Request:
Could you repeat these lines with "overgrown vegetation" swapped for "dense shrubbery" and everything else unchanged? Leave the pictures out of your answer.

[begin Dataset rows]

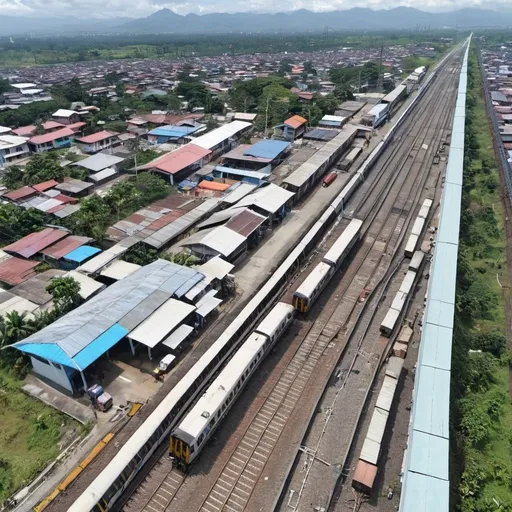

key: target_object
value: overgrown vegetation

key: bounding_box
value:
[451,45,512,512]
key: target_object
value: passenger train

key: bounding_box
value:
[169,302,294,469]
[293,219,363,313]
[68,43,455,512]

[end Dataset rows]

Result of the exercise:
key: target_object
value: dense shrubbery

key: bounding_box
value:
[451,45,512,512]
key: target_object
value: passenger train

key: bounding_box
value:
[169,302,294,469]
[293,219,363,313]
[68,43,455,512]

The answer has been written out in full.